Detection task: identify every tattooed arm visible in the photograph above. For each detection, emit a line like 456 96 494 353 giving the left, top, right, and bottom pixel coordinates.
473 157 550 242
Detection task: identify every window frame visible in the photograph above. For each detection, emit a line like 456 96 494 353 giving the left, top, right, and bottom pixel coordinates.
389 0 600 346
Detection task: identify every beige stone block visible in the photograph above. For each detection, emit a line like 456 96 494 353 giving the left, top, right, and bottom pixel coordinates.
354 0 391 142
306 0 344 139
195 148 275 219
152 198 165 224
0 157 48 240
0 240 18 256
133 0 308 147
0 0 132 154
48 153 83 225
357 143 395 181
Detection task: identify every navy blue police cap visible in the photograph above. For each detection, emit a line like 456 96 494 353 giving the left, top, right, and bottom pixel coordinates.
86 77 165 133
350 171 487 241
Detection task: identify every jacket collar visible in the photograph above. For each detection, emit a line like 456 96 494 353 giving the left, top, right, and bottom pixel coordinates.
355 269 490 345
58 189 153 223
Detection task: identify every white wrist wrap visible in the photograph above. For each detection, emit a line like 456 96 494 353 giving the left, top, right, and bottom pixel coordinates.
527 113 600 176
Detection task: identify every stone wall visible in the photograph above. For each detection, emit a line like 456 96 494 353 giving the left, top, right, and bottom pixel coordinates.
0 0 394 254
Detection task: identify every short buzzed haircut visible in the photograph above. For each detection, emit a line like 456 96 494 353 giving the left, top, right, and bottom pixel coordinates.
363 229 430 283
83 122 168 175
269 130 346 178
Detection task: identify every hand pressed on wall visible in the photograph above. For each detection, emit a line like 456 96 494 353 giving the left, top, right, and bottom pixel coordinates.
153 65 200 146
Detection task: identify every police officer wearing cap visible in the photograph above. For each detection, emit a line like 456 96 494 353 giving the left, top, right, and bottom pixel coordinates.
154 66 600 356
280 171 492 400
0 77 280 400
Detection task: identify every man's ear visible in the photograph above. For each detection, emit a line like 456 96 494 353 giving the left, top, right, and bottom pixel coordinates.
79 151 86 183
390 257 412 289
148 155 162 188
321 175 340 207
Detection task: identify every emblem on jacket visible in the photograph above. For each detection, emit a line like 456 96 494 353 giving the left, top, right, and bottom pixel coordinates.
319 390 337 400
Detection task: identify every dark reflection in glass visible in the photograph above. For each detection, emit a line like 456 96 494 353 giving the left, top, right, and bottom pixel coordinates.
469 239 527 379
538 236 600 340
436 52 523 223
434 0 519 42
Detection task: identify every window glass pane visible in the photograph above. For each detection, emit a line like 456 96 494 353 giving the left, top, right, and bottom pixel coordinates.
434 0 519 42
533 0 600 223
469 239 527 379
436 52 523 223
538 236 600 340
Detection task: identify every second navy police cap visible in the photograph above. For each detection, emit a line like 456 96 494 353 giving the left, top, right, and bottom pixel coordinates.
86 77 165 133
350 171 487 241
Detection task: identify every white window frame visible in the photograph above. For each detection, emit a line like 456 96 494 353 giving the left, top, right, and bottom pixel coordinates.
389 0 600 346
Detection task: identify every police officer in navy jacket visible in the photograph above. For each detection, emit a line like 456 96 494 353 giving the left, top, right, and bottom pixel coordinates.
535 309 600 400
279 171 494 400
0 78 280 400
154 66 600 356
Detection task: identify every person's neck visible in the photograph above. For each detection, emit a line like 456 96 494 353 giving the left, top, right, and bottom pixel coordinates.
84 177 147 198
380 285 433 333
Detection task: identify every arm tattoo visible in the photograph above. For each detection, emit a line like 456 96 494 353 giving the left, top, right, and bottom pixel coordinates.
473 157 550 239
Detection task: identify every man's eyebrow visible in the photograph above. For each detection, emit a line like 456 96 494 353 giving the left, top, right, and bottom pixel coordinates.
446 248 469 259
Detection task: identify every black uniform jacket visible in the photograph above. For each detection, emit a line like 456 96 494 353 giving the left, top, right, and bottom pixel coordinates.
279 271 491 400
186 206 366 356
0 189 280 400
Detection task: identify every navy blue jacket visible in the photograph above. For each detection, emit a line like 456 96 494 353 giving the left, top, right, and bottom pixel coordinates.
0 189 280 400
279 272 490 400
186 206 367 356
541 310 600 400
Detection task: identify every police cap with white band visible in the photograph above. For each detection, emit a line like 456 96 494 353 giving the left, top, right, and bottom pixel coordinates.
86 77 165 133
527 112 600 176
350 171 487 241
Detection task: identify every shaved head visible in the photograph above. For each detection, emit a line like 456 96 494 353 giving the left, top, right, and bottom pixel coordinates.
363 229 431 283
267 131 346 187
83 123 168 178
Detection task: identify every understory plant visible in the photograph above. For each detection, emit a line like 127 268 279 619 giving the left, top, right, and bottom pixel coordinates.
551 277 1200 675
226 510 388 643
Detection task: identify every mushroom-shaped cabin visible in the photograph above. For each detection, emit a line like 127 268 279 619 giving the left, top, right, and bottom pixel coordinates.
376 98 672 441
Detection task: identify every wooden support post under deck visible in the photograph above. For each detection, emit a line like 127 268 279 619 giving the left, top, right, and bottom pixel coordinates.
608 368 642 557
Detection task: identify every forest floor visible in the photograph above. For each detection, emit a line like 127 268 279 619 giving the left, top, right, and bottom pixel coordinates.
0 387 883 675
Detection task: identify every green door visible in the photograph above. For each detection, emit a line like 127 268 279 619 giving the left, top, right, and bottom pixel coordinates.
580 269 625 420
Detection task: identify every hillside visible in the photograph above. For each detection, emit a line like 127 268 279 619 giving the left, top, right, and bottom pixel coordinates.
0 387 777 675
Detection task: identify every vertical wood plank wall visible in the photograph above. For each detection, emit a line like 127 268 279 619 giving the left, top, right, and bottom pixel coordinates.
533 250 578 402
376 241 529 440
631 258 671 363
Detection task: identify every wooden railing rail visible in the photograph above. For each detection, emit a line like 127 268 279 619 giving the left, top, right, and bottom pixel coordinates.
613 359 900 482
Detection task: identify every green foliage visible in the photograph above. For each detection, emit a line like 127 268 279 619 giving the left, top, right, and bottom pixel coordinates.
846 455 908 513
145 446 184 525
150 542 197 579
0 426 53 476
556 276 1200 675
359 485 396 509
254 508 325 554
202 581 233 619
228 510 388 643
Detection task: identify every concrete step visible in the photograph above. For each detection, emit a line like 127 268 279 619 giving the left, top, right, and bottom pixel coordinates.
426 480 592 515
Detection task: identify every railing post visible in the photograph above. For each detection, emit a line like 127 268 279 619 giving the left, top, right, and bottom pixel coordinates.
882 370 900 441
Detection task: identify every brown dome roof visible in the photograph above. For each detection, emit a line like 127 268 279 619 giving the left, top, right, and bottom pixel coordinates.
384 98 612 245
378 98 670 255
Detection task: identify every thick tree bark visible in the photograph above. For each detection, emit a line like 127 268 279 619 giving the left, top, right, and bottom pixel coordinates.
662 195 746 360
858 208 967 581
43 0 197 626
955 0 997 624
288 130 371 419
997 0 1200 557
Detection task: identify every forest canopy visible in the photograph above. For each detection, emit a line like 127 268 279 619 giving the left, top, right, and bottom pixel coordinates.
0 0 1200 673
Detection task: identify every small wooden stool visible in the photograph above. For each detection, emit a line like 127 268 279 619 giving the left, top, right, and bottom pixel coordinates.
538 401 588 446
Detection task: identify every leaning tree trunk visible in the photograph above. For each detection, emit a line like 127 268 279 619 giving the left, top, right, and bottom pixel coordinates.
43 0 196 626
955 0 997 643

■ ■ ■ ■ ■

• **GIVEN REQUEST**: Please update every one of the records above by replacing "photograph" with "image", leaving everything else unchanged, and write them out in full.

• **THE ANSWER**:
Detection task: identify every tattooed arm visible in the image above. For each detection, emit a line like 456 96 494 353 giving the left, top, right, and bottom pixel coordinates.
473 157 550 242
Detection task: identify every window frame visible in the image above. For each detection, emit a line like 456 96 494 353 giving the left, top, right, and bottom pixel coordinates.
389 0 600 346
Detection task: identify every beige stone block visible in the image above. For each detection, emit a line like 456 96 494 353 giving the left, top, right, and bottom pixel coordinates.
354 0 391 142
306 0 344 139
195 148 275 219
152 198 165 224
0 157 48 240
0 240 18 256
133 0 308 147
0 0 132 154
48 153 83 225
357 143 395 181
Detection task: identify every navy blue police cap visible in the image above. For each detection, emit a line like 456 96 494 353 giving the left, top, right, and bottom pixel coordinates.
86 77 165 133
350 171 487 241
Detection task: identify every jacket collar visible in the image above. For each detection, emit a line like 456 96 494 353 giving the left, top, right, and bottom pixel coordinates.
355 269 490 345
58 189 153 223
Detection task: identify every white wrist wrap visible in the image above. For each detection, emit a line like 456 96 494 353 giving the left, top, right, and bottom pixel coordinates.
527 113 600 176
Detection task: identify every stone wall visible in the image above. For each detection, emit a line like 456 96 494 353 giving the left, top, right, and bottom pixel coordinates.
0 0 394 254
Detection task: identify every short buzzed haircut visible in the image above. For each detection, emit a line like 456 96 494 353 giving the left, top, right, and bottom pixel coordinates.
363 229 430 283
83 122 168 175
269 130 346 178
Detection task: identify every hand pressed on wall visible in the image above. For each detection, emit a line like 456 96 494 353 giving the left, top, right, and bottom pixel coordinates.
153 65 200 146
Detection task: identify every police officer wearing cap visible in the image above. For each detection, emit a line like 456 96 494 353 giving the left, top, right, and bottom pixel coordinates.
154 66 600 356
280 171 492 400
0 77 280 400
Detection task: identify every man's ear visible in the image above. For each detection, emit a line like 456 96 494 353 giving the left, top, right, and bottom pixel coordinates.
79 151 86 183
390 257 412 289
148 155 162 188
321 175 340 207
Detection task: identify every emblem on jacket visible in the image above. For each detection, emit a line like 456 96 494 353 giving the left, top, right, and bottom pixel coordinates.
319 390 337 400
Detection task: identify every dark reflection in glass visible in the image above. For each detection, emit a line like 456 96 494 353 giving the left, top, right, and bottom pixel coordinates.
469 239 527 379
538 236 600 340
436 52 523 223
434 0 519 42
Detection task: identify every window glass pane visible in the image above. For each detection, emit a line like 456 96 494 353 giving the left, top, right, and bottom pixel coordinates.
434 0 519 42
533 0 600 223
469 239 527 379
436 52 523 223
538 236 600 340
Detection task: identify every second navy police cap visible in the image above. For each detection, emit a line like 456 96 494 353 giving the left, top, right, and bottom pixel coordinates.
86 77 165 133
350 171 487 241
Detection task: identify every white window frame visible in the image above. For each detection, emit a line like 456 96 494 353 giving the left, top, right, and bottom pixel coordinates.
389 0 600 346
Detection task: identify every police officer in navy jacket visible in the image above. For each detection, emit a line like 456 96 494 353 giving the left, top, right, and bottom pixel coordinates.
535 309 600 400
279 171 494 400
0 78 280 400
154 66 600 356
Detection task: identify every person's neck visible in the image above. For each detection, emit a line like 456 96 494 353 giving the left, top, right, and bottom pixel coordinates.
84 177 147 198
380 285 433 333
Detection task: identify every arm tattoo visible in the image above. For each detection, emit a line like 456 96 494 353 giving the left, top, right, and bottom pixel coordinates.
473 157 550 239
Detection task: identify every man's eyebrow visible in the image above. For each detection, emit a line like 456 96 494 353 giving the left, top, right, and bottom pixel coordinates.
446 248 469 259
Detection task: identify every black uniform jacket visible in the image above. For each detection, emit a line like 456 96 494 353 giving the left, top, right, and bottom pixel coordinates.
279 271 491 400
186 206 366 356
0 189 280 400
Detection task: identify every navy blue jacket visible in the image above. For each detection, emit a line like 456 96 494 353 giving the left, top, right, and bottom pixel coordinates.
0 189 280 400
279 272 490 400
186 206 367 356
541 310 600 400
Detection task: identify every police cap with white band visible in the image above. For each detection, emit a line like 456 96 494 353 giving the left, top, right, and bottom pixel coordinates.
86 77 165 133
527 112 600 176
350 171 487 241
Detection task: identify every shaved head visible in the image above. For each detection, emit a line like 456 96 494 353 giving the left, top, right, and bottom pixel coordinates.
363 229 431 283
267 131 346 187
83 123 168 178
Detection task: identify every understory plant visible in the image above. For each detection, emit a line like 127 268 279 619 giving the left, top, right, and bottom pixel coordinates.
551 277 1200 675
226 510 388 643
Detection task: identify every mushroom-shaped cabin visible in the image above. For each detection, emit a line like 127 268 279 619 giving the left, top, right, and bottom pixel coordinates.
376 98 672 441
Detection task: identify every wooden support post under deck visible in the image above. For each detection, emit a line like 127 268 279 619 giving the left, top, right, and bottom pixel coordinates.
608 368 642 557
Detection task: identify every forest floor visible in the image above. For each detection, emit a line like 127 268 279 619 giving the left, top, right, and bottom pixel coordinates.
0 387 883 675
Detection task: identify every green door visible in the image above. For each detection, emit a line like 127 268 279 619 giving the left, top, right, and bottom pixel coordinates.
580 269 625 420
Detection task: identify every hillside visible in the image above. For each detection, emit a line like 127 268 279 619 giving the left, top, right, and bottom pixel coordinates.
0 387 777 675
Detection task: identify every vertical wood plank wall visible in the image above. For each detection, emit a line like 127 268 279 619 giving the left, top, right, and bottom pixel coordinates.
533 250 578 402
376 241 529 440
631 258 671 363
Detection task: identify every wooden railing rail visible in the image above. For each detection, emit a line like 127 268 279 619 giving the left, top, right, and bottom pixel coordinates.
613 359 900 482
Detection task: identify every green foliage visible in the image above. For each detection, emit a line like 127 268 279 619 giving the left, top, right, and bottom pixel coordinates.
846 455 908 513
145 446 184 525
150 542 197 579
0 426 53 476
556 276 1200 675
359 485 396 509
254 508 325 554
202 581 233 619
228 510 388 643
Detection task: identify every concrete step visible in the image above. For each detection, emit a line like 127 268 279 619 giving the left, top, right, and bottom pixel coordinates.
426 480 592 515
Detection task: identify every railing post visible in the image above. For each detection, emit a line like 127 268 279 619 giving the left, top, right, and bottom pixel coordinates.
882 370 900 441
Detection task: identify every brown dome roof visible in the image above. For each detection, emit a line like 127 268 279 619 giving the left, top, right, and bottom pixel coordinates.
384 98 612 245
378 98 670 255
Detection task: identify every thick tree bark visible in the image above. For each detection, emit a line like 127 268 279 619 giving the left, top, right, and bottom pixel coordinates.
662 195 746 360
858 208 967 581
43 0 197 626
955 0 997 624
288 130 371 419
997 0 1200 557
Detection task: identify every forest canopy visible in the image above. For each detection, emit a line like 127 268 279 619 giving the left, top, right, and bottom pixel coordinates.
0 0 1200 673
Detection task: identify every small wooden stool visible in the image above. For each detection, emit a line like 127 268 279 619 giving the left, top, right, and bottom pixel coordinates.
538 401 588 446
Detection task: identify every leaning tree trunk visible in the image above. For each detection, emit a line like 127 268 279 619 giving the left, top, right, and bottom pixel coordinates.
43 0 196 626
955 0 997 643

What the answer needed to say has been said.